[Start of Source]
Dutta says that he’s been asked variations of this question before, usually in the context of: Is it an Indian film or an American film?

“It’s an Indian-American film,” he explains. “I’ve always been torn between the two. I certainly was when I was younger. Today, I feel much more of a balance, and I think that is the identity. That was really the most important thing with Sam’s character in the movie. She is both, [but] she can’t navigate the two. And that felt like a really novel conflict that I don’t think I’d seen too much, at least in a horror film. So, that was the starting place and really accentuating that conflict as much as possible.”

Why horror?

Becoming and being a teenager is basically living a horror movie for a decade. Dutta and I both acknowledged this as he explained why the horror genre made sense for his take on a diaspora story that included the massive emotions teenagers feel.

“If I told this story purely dramatically,” Dutta said. “The audience would be outside of Sam’s emotions. [T]hey would feel like they were outside looking in. Whereas the bigger goal is empathy. The idea was ‘Let’s do a horror film, but let’s really really pay attention to point of view.‘ Whether it’s in where the camera’s placed, in where the sound is coming from…it was all about point of view and heightening what Sam is going through and hopefully the audience understanding at a very deep, empathetic level what she’s experiencing.”

Why was this the feature debut?

Dutta has directed nineteen short films, many of them award-winning. So what was it about It Lives Inside that made him decide this was the story he wanted to invest in as a feature?

Whenever you’re wondering what story to tell next, you have to have the burning desire to tell the story, and he had that with It Lives Inside. He knew he wanted to do a horror film, as his last short was a horror film, and “I kept wanting to work on myself within that genre, but this was a great opportunity to bake in a really personal story within it.”

Feature films can take years to make, but Dutta remained passionate about this project because of his personal connection to the story as well as being consistently well-supported by his producing partners, QC Entertainment (BlacKkKlansman, Get Out) and NEON (Ammonite, Colossal). Both companies have experience telling socially-conscious stories with genre elements and don’t shy away from specific cultural elements the way much of Hollywood might. Since they encouraged Dutta’s exploration of his connection to his culture through this piece, he says the film “became more and more of itself as it went.”

Someone else Dutta credits with making this film what it needed to be is Ashish Mehta, whom Dutta calls “a brilliant writer.” Since Dutta initially approached the film in more of a directorial capacity, he partnered with Mehta on the initial outline for the script. Mehta filled in character relationships and many of the concepts of the film’s second half. Dutta then went on to write the script, but “[Mehta’s] contributions really deepened the film and made it, in a way, more personal to me because he put a lot of people in it, a lot of characters, that were like people in my life.”

Never Have I Ever … seen Megan Suri in a horror film

(image: Netflix)
[End of Source]
[Start of Provided entries]
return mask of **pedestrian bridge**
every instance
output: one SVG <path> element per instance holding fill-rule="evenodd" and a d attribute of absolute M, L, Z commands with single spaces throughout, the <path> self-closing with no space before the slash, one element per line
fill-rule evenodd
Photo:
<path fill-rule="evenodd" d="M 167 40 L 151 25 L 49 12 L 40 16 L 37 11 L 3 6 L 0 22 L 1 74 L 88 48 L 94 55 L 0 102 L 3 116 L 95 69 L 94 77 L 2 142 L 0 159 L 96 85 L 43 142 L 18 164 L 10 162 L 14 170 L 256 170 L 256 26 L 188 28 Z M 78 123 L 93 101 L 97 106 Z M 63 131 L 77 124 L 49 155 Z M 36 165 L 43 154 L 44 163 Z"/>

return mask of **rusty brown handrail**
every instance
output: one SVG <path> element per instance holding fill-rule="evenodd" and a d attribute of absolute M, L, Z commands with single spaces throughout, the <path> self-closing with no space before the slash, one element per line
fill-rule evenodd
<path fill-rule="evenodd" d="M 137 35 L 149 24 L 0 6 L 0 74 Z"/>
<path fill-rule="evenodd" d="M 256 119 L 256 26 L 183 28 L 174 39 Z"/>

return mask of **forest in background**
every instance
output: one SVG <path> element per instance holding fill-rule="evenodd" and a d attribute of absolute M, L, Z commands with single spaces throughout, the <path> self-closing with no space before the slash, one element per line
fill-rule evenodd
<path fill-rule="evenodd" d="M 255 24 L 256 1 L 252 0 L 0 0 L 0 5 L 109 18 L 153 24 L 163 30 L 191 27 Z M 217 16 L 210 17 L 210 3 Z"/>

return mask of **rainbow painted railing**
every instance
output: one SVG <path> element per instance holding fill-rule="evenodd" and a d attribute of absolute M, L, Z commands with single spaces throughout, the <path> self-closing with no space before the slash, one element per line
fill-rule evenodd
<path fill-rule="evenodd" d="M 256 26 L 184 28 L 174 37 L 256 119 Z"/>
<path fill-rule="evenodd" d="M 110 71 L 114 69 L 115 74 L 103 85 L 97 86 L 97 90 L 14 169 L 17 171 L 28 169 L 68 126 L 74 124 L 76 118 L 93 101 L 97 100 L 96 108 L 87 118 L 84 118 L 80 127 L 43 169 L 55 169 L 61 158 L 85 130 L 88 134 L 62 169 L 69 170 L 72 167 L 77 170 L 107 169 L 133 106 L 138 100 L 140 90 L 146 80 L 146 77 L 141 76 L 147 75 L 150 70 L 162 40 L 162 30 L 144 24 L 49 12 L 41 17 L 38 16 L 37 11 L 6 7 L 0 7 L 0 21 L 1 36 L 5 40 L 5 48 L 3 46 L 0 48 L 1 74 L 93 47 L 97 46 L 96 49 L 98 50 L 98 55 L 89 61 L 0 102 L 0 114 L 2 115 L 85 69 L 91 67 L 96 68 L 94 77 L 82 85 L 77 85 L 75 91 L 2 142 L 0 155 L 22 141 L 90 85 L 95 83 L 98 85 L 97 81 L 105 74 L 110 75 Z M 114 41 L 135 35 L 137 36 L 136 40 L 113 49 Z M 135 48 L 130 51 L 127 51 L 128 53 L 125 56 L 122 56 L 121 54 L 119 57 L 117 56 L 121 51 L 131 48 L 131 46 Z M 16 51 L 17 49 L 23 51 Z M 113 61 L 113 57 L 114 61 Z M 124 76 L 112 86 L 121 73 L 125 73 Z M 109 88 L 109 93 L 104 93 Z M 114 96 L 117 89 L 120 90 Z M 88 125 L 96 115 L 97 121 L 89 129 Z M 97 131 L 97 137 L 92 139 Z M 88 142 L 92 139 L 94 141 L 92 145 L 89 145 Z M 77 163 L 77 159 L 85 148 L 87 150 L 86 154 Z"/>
[End of Provided entries]
Goal 1 - Please pull out every line of the records containing the word "mask", copying each one.
Goal 2 - Resume the interview about the horror film It Lives Inside, picking up after its final line.

Exercise response 1 -
return mask of **pedestrian bridge**
return mask of **rusty brown handrail**
return mask of **forest in background**
return mask of **rainbow painted railing**

Exercise response 2 -
Megan Suri, whom you might know from her role as Aneesa in Never Have I Ever, or the 2020 teen comedy, The Miseducation of Bindu, was the very first person Dutta met for the role. While he saw other actors after that, he kept coming back to Suri and ultimately cast her.

“There was something with her where you could imagine her as the Sam in the beginning of the film who is insecure, but a nice girl, but she’s trying to figure out her place in life,” Dutta says. “But there was another component where I could see her as Ripley at the end of Alien. The action hero who’s defeated the monster. I’m always looking for the two sides of the character arc when I can, and Megan is just such a versatile actor.”

Suri’s contributions went beyond her performance, as Dutta connected with her on their shared cultural experiences. “She became a big collaborator on the script and on the identity of the film,” he explains. “And those are the kinds of actors I like to work with, where she brought so much of herself and her experience. We talked so much about the people we knew in our lives, and there was a commonality in those emotional experiences. I would go in with all these long-winded explanations of a scene, and I wouldn’t need to give her any of them, because she understood that script so well.”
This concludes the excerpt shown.